**Document segment**
Thursday, May 14, 2009

Despite Embargo, Cuba Imports Daiquiri Mix from USA

Posted on 5:49 PM by Unknown
The AP published a story this evening entitled "Despite embargo, Cuba imports daiquiris from US" describing the types of products sold from the U.S. pursuant to the "agricultural waiver" of the U.S. embargo on Cuba. The story's lede states: "Jugs of daiquiri mix. Gourmet nuts. Rolls of newsprint. Not exactly humanitarian aid, but still among the items sold to Cuba under an agricultural waiver carved out of the decades-old U.S. trade embargo."



While the article notes that large quantities of grain, chicken and other food products are sold by U.S. companies to Cuba, the article also states that the "the waiver is so broad that it includes beer, soda and a host of inedible items such as beauty products, artwork, utility poles, kitchen cabinets and Alabama newsprint."



This article is not entirely correct when it implies that so-called "luxury" food or some of the inedible items are not eligible to be sold to Cuba under U.S. law. The article also contains some other inaccurate information regarding the types of products eligible for the so-called "agricultural waiver." In addition, as discussed below, any bartender would know that the article's headline is missing a key word.



First a little history. The so-called "agricultural waiver" of the Cuba embargo is not unique to the U.S. sanctions on Cuba and dates back to a January 5, 1999 announcement by President Clinton that the U.S. would initiate certain actions to enhance support of the Cuban people to promote transition to democracy. Under President Clinton's initiative, the Department of Commerce's Bureau of Export Administration (as it was then known) was authorized to approve, on a case-by-case basis, applications for exports of food and certain agricultural commodities for sale to independent non-governmental entities in Cuba.



President Clinton subsequently announced in April 1999 that the U.S. would lift sanctions on commercial sales of most agricultural commodities and food products to Iran, Libya and Sudan since such products should not be used as a foreign policy tool and that medical and agricultural products would not be included in future sanctions programs imposed by President.

**About this exercise**
In the post on Cuba's imports from the U.S., on what date did President Clinton make the announcement that the "agricultural waiver" dates back to?

Stored data entries:
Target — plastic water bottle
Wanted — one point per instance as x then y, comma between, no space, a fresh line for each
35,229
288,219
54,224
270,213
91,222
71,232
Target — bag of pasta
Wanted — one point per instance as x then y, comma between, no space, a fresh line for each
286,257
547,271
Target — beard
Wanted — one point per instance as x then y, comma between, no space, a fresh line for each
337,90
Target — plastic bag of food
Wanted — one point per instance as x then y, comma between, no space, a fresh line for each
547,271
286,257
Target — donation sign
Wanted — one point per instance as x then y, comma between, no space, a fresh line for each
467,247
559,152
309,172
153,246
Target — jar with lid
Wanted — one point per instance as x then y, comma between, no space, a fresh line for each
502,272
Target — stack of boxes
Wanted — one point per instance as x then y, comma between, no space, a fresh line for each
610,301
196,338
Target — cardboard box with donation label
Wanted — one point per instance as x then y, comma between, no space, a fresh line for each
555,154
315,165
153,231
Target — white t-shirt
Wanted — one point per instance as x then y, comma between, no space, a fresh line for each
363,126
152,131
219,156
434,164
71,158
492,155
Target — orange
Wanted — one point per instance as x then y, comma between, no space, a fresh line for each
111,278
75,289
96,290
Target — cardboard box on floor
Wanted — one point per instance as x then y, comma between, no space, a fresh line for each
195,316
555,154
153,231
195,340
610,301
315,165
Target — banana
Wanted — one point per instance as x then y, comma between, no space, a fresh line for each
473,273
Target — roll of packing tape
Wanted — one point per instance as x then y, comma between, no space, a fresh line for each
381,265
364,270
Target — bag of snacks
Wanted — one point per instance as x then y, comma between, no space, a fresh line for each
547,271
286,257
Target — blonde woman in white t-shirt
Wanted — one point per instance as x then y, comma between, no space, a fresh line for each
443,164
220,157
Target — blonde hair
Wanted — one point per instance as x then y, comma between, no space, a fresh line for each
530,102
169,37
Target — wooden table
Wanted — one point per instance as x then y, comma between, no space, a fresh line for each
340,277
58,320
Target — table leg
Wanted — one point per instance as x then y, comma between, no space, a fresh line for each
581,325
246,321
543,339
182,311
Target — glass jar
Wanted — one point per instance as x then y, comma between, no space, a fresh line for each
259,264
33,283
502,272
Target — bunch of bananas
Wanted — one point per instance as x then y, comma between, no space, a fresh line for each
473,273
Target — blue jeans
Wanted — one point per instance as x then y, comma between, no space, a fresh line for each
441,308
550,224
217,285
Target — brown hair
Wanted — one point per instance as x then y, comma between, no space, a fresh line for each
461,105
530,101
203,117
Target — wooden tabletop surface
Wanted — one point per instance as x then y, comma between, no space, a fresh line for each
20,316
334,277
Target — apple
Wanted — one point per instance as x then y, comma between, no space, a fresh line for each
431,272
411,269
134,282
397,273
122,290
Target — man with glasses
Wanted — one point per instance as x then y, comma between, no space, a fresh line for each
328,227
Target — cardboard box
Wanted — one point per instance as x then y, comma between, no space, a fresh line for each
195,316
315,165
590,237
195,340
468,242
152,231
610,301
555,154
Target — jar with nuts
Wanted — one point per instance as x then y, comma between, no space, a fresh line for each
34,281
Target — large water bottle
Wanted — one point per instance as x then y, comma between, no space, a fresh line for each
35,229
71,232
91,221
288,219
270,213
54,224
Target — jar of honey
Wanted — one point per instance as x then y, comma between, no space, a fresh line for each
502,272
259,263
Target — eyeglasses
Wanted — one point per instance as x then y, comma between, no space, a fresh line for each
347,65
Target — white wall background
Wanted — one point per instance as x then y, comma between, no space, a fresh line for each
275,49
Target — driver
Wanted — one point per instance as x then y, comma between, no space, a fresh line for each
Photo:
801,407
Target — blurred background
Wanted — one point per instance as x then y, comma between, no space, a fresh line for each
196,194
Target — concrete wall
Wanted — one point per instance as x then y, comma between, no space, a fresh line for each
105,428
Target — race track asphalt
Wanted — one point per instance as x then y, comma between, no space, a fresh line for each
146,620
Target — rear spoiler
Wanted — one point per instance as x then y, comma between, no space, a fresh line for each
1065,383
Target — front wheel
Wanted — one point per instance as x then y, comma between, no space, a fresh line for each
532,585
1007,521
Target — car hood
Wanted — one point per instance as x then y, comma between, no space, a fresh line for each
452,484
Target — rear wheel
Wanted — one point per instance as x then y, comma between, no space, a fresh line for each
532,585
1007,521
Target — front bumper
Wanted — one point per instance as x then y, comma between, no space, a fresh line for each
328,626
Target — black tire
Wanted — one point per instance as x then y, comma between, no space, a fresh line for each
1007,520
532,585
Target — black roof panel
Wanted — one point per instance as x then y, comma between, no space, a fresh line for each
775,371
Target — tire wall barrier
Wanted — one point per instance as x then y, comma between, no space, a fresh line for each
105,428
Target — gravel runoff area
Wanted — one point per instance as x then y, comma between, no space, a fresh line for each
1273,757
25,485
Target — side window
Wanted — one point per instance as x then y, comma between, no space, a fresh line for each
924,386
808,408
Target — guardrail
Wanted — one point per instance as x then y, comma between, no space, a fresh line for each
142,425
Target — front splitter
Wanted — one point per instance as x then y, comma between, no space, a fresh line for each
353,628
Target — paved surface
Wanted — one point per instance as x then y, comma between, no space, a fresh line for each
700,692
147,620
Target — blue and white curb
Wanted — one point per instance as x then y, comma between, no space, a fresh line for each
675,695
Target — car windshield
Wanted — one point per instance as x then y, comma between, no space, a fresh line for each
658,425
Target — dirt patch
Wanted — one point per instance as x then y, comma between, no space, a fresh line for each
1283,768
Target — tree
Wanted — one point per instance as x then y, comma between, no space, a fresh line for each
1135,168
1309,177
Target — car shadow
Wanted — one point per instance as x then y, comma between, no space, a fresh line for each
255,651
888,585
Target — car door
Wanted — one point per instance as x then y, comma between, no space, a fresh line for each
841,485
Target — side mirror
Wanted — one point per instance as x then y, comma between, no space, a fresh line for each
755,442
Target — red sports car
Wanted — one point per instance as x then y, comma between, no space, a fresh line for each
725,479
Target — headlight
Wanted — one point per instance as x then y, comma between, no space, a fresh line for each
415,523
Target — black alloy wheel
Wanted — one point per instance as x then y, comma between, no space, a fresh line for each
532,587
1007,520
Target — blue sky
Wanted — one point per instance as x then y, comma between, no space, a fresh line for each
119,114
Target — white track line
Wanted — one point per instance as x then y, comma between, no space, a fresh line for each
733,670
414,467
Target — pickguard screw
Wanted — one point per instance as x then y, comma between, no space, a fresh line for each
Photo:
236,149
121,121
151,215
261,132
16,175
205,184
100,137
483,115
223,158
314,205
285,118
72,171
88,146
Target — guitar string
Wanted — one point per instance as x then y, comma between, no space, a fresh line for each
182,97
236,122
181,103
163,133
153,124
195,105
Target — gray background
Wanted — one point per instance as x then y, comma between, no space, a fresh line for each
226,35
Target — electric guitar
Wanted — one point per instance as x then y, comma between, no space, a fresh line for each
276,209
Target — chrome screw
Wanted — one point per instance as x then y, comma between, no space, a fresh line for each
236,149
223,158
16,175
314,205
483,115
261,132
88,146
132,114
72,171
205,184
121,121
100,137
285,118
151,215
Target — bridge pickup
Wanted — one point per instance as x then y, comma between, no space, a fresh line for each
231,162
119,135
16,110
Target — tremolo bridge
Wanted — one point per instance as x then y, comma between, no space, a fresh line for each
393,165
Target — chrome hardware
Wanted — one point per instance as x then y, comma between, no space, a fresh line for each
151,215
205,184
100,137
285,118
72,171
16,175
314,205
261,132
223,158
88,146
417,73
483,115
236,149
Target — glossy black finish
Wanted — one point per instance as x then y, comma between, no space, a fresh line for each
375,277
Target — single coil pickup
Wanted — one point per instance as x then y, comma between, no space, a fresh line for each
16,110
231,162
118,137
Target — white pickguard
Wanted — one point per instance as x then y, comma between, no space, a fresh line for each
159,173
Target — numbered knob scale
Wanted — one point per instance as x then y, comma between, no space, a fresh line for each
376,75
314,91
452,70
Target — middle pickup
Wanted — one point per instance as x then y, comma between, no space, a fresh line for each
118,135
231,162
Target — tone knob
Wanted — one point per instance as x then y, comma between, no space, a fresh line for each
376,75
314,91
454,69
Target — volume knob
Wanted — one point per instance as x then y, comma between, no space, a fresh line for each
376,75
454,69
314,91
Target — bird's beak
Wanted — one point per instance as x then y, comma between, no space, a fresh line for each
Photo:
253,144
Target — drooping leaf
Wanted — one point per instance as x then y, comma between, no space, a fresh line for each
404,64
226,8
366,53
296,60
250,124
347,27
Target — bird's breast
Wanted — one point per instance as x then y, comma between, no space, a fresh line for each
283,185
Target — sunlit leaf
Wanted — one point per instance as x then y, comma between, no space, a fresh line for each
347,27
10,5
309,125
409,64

**Problem solution**
January 5, 1999